- **Provided records**:
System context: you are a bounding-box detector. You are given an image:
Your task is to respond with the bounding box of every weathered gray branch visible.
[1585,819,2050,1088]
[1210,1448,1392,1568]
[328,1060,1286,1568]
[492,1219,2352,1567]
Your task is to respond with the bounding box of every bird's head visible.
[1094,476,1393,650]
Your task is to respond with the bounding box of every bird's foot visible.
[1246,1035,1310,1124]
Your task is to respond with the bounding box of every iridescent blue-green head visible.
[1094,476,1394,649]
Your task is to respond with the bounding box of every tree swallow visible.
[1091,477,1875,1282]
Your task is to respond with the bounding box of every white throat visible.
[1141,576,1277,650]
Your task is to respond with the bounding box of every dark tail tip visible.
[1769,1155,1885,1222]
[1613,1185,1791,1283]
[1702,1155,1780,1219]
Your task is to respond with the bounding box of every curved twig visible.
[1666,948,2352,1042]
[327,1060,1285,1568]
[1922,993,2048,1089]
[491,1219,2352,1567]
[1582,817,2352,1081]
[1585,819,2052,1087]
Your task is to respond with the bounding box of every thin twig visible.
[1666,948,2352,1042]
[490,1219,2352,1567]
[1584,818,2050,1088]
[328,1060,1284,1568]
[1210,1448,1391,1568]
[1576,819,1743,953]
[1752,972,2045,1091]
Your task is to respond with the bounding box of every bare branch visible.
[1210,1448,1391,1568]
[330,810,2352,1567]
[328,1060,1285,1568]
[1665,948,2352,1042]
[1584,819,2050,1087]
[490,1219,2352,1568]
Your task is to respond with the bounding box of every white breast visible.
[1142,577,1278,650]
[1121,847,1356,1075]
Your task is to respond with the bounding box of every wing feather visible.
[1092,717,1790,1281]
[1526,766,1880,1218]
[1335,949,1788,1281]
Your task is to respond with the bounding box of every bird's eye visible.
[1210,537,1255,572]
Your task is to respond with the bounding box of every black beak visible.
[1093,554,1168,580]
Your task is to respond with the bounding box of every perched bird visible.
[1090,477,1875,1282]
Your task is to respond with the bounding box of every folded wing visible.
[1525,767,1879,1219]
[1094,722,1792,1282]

- **What you should do**:
Your reply should repeat the entries above in full, with every character intact.

- **Answer area**:
System context: you are a bounding-box detector. You are given an image:
Your task is to respond with the bounding box of every weathered gray branch visible.
[1585,819,2050,1088]
[1210,1448,1392,1568]
[328,1060,1286,1568]
[492,1219,2352,1567]
Your task is to respond with the bounding box of every bird's head visible.
[1094,476,1393,650]
Your task is to respond with the bounding box of every bird's foot visible.
[1246,1035,1310,1124]
Your task is to respond with the bounding box of every iridescent blue-green head visible.
[1094,476,1394,649]
Your task is to respond with the bounding box of every tree swallow visible.
[1091,477,1875,1282]
Your task is to respond with the bounding box of every white throat visible.
[1141,576,1277,650]
Your task is to respond with the bounding box of every dark tail tip visible.
[1769,1155,1885,1222]
[1613,1185,1791,1283]
[1702,1155,1780,1219]
Your task is to respond with the bounding box of every curved twig visible.
[1666,948,2352,1042]
[327,1060,1285,1568]
[1922,993,2048,1089]
[491,1219,2352,1567]
[1582,817,2352,1081]
[1585,819,2052,1087]
Your task is to respond with the bounding box of every thin twig visible.
[1666,948,2352,1042]
[490,1219,2352,1567]
[1584,818,2050,1088]
[328,1060,1284,1568]
[1210,1448,1391,1568]
[1576,819,1743,953]
[1752,972,2045,1091]
Your task is to respond with the bounding box of every bare branch visible.
[1210,1448,1391,1568]
[330,810,2352,1567]
[328,1060,1285,1568]
[1665,948,2352,1042]
[1584,819,2050,1087]
[490,1219,2352,1568]
Your task is to respond with the bounding box of every white breast visible.
[1142,577,1278,650]
[1121,847,1356,1075]
Your task is to respond with the bounding box of every wing feather visible.
[1092,717,1790,1281]
[1526,766,1880,1218]
[1335,949,1788,1281]
Your task is to respond with the bounding box of every bird's eye visible.
[1210,537,1255,572]
Your task is to respond with the bounding box of every black beak visible.
[1093,554,1168,580]
Your task is to respond with the bounding box of every perched bird visible.
[1090,477,1875,1282]
Your task is to respond with the bounding box of every folded wing visible.
[1525,767,1879,1219]
[1094,722,1792,1282]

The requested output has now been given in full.